Exercise instructions:
a) Please copy the passage on eeriness starting at "Attributions of eeriness" and ending at "fill that gap.", changing "eeriness" to "creepiness" throughout.
b) Name every study that the passage on eeriness cites by author and year.

Selected extract:
◆ ◆ ◆
Attributions of eeriness have been elicited in empirical studies by a mismatch in the human photorealism of a character's visual elements, such as eyes and face; other treatments include pairing a realistic human skin texture with atypical face height, eye separation, and eye size (MacDorman et al 2009a; Seyama and Nagayama 2007). Although Tinwell et al (2010) have found a visual–auditory mismatch correlates with uncanniness, no experiment has yet been conducted that manipulates facial and vocal human realism as independent variables. This experiment is intended to fill that gap.
The following prediction (the hypothesis) is made by the theory that a cross-modal mismatch in human realism causes uncertainty about whether an entity is animate or inanimate, thereby eliciting feelings of eeriness: a robot with a human voice, or a human being with a synthetic voice, will be perceived as eerier than a robot with a synthetic voice or a human being with a human voice.
◆ ◆ ◆
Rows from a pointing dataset
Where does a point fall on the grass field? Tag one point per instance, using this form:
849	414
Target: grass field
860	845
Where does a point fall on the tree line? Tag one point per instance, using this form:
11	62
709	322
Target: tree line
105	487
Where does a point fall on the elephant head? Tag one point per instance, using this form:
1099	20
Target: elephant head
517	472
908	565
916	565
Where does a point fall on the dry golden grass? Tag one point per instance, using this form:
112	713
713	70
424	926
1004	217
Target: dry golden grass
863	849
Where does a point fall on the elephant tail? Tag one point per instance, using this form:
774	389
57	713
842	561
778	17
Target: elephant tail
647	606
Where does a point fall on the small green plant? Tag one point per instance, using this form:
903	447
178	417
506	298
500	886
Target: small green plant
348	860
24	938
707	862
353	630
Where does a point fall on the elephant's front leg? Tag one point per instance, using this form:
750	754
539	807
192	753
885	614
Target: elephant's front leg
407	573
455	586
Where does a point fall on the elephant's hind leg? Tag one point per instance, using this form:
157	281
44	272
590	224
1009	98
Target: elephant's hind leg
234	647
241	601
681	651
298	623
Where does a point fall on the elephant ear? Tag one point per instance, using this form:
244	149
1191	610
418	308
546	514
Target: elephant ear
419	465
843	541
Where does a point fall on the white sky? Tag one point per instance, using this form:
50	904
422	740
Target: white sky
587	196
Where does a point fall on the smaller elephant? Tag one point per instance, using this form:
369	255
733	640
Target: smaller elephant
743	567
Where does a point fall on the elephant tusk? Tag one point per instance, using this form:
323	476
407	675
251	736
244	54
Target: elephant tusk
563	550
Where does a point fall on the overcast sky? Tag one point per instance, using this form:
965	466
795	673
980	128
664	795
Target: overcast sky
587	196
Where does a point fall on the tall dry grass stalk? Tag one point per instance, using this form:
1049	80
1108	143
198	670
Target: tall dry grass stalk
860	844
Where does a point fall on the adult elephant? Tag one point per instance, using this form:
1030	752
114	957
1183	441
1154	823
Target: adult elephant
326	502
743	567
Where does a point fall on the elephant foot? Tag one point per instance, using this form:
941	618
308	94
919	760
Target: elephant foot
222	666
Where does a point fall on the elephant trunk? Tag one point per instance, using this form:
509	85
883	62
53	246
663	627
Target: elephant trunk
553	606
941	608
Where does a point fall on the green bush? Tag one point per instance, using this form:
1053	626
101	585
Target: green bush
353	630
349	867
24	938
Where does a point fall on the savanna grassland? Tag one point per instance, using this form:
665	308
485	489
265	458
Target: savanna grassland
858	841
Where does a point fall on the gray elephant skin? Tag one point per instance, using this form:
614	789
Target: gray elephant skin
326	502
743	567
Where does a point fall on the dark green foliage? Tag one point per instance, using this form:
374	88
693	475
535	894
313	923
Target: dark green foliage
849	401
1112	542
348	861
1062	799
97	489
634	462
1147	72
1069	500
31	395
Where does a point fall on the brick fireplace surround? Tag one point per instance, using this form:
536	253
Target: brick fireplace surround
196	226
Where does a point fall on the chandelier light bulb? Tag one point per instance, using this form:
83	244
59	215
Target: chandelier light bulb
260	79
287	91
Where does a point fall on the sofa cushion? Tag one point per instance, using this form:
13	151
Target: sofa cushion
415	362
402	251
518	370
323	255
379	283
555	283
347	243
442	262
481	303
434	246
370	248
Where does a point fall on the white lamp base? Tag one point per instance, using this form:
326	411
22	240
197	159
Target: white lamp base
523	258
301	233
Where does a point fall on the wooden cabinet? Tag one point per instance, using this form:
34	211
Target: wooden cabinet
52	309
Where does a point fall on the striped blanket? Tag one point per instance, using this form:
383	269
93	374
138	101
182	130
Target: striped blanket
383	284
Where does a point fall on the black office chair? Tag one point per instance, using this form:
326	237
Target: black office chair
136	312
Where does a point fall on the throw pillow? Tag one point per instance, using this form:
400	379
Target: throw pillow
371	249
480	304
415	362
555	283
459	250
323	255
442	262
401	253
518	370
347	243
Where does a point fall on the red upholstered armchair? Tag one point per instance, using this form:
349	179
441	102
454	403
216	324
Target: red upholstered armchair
◆ ◆ ◆
Expected answers:
a)
Attributions of creepiness have been elicited in empirical studies by a mismatch in the human photorealism of a character's visual elements, such as eyes and face; other treatments include pairing a realistic human skin texture with atypical face height, eye separation, and eye size (MacDorman et al 2009a; Seyama and Nagayama 2007). Although Tinwell et al (2010) have found a visual–auditory mismatch correlates with uncanniness, no experiment has yet been conducted that manipulates facial and vocal human realism as independent variables. This experiment is intended to fill that gap.

b)
MacDorman et al 2009a
Seyama and Nagayama 2007
Tinwell et al (2010)